* Task directions
Lay out the material from its first line through the line that contains "164], [253, 171]]" as a Markdown table with the columns Row and Line. Put each line's number under Row and its text under Line, and leave out any blank lines.

* Records from a data source

####

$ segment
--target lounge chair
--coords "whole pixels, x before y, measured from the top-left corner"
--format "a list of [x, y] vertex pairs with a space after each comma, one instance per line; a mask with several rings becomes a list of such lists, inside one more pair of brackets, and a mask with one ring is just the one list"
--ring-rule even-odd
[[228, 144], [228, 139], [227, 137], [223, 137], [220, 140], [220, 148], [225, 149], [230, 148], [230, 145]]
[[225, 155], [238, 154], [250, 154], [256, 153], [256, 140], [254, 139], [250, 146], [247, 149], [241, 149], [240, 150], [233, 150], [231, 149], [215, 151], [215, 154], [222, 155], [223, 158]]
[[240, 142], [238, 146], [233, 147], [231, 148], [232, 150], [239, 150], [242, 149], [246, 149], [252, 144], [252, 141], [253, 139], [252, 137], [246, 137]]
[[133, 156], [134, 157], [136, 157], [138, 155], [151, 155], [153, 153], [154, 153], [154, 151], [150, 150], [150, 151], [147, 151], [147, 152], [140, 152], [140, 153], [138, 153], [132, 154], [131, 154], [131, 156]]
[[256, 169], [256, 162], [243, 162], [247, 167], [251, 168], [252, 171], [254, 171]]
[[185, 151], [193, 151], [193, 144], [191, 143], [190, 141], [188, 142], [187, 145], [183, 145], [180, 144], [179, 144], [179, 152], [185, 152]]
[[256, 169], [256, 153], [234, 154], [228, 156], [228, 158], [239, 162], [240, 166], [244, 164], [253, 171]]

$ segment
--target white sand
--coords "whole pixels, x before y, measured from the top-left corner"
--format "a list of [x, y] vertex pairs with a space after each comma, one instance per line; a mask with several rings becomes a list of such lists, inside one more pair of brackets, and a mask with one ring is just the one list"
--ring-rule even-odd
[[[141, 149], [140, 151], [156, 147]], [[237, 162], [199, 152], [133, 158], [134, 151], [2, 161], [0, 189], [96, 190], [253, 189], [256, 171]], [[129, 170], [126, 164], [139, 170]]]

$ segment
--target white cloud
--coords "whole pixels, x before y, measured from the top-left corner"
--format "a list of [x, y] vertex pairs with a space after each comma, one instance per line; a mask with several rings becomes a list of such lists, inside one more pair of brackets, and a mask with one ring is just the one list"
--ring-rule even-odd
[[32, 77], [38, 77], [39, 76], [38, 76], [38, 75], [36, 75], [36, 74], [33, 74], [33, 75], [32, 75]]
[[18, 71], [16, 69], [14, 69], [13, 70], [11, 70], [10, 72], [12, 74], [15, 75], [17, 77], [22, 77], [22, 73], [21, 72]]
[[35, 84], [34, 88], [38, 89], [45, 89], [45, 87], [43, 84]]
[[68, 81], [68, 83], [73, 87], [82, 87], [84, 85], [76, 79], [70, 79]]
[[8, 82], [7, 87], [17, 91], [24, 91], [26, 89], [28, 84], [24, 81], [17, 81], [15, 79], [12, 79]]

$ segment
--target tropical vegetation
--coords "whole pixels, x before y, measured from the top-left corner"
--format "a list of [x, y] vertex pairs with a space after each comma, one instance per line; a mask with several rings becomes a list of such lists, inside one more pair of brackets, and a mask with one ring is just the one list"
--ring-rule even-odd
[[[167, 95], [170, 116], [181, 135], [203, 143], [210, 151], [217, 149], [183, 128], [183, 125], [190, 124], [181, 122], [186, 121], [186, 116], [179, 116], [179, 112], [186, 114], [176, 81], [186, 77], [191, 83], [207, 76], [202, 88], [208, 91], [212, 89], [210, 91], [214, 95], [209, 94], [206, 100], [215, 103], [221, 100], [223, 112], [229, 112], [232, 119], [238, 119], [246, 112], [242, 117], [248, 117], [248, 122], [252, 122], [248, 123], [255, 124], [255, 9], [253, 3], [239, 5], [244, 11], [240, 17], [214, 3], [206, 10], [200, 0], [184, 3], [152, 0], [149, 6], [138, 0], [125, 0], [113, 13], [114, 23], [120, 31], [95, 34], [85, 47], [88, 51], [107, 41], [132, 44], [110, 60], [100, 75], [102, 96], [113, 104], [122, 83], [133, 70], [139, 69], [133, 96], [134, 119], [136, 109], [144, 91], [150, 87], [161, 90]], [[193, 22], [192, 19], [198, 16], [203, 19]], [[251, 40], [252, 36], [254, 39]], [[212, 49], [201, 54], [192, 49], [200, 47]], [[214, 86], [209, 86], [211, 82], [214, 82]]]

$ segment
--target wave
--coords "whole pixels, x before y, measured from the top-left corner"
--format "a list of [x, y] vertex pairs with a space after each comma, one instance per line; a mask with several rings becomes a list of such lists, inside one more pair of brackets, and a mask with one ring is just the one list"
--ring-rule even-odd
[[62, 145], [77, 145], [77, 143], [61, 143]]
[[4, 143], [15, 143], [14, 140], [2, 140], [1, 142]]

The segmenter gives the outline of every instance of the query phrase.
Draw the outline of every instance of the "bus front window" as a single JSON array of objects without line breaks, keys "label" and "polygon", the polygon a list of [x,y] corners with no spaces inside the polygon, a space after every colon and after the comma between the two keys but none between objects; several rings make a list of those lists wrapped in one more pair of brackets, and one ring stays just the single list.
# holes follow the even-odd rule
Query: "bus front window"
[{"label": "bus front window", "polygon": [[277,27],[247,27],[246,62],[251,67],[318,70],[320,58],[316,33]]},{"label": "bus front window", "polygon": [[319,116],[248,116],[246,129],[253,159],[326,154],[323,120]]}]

####

* Output for this task
| Row | Line |
|---|---|
| 1 | $ segment |
| 2 | --target lounge chair |
| 3 | --coords "whole pixels, x before y, measured from the top-left corner" |
| 4 | --format "a list of [x, y] vertex pairs with a space after each comma, one instance per line; a mask with several rings becomes a list of such lists, inside one more pair of brackets, and a mask with one ring is just the one list" |
| 5 | --ring-rule even-odd |
| 6 | [[228, 144], [228, 139], [227, 137], [223, 137], [220, 140], [220, 148], [225, 149], [230, 148], [230, 145]] |
| 7 | [[225, 155], [238, 154], [250, 154], [256, 153], [256, 140], [254, 139], [250, 146], [247, 149], [241, 149], [240, 150], [233, 150], [231, 149], [215, 151], [215, 154], [222, 155], [223, 158]] |
| 8 | [[240, 142], [238, 146], [233, 147], [231, 148], [232, 150], [239, 150], [242, 149], [246, 149], [252, 144], [252, 141], [253, 139], [252, 137], [246, 137]] |
| 9 | [[133, 156], [134, 157], [136, 157], [138, 155], [151, 155], [153, 153], [154, 153], [154, 151], [150, 150], [150, 151], [147, 151], [147, 152], [140, 152], [140, 153], [138, 153], [132, 154], [131, 154], [131, 156]] |
| 10 | [[256, 169], [256, 162], [243, 162], [247, 167], [251, 168], [252, 171], [254, 171]] |
| 11 | [[185, 151], [193, 151], [193, 144], [191, 143], [190, 141], [188, 142], [187, 145], [183, 145], [180, 144], [179, 144], [179, 152], [185, 152]] |
| 12 | [[256, 169], [256, 153], [234, 154], [228, 156], [228, 158], [239, 162], [240, 166], [244, 164], [253, 171]] |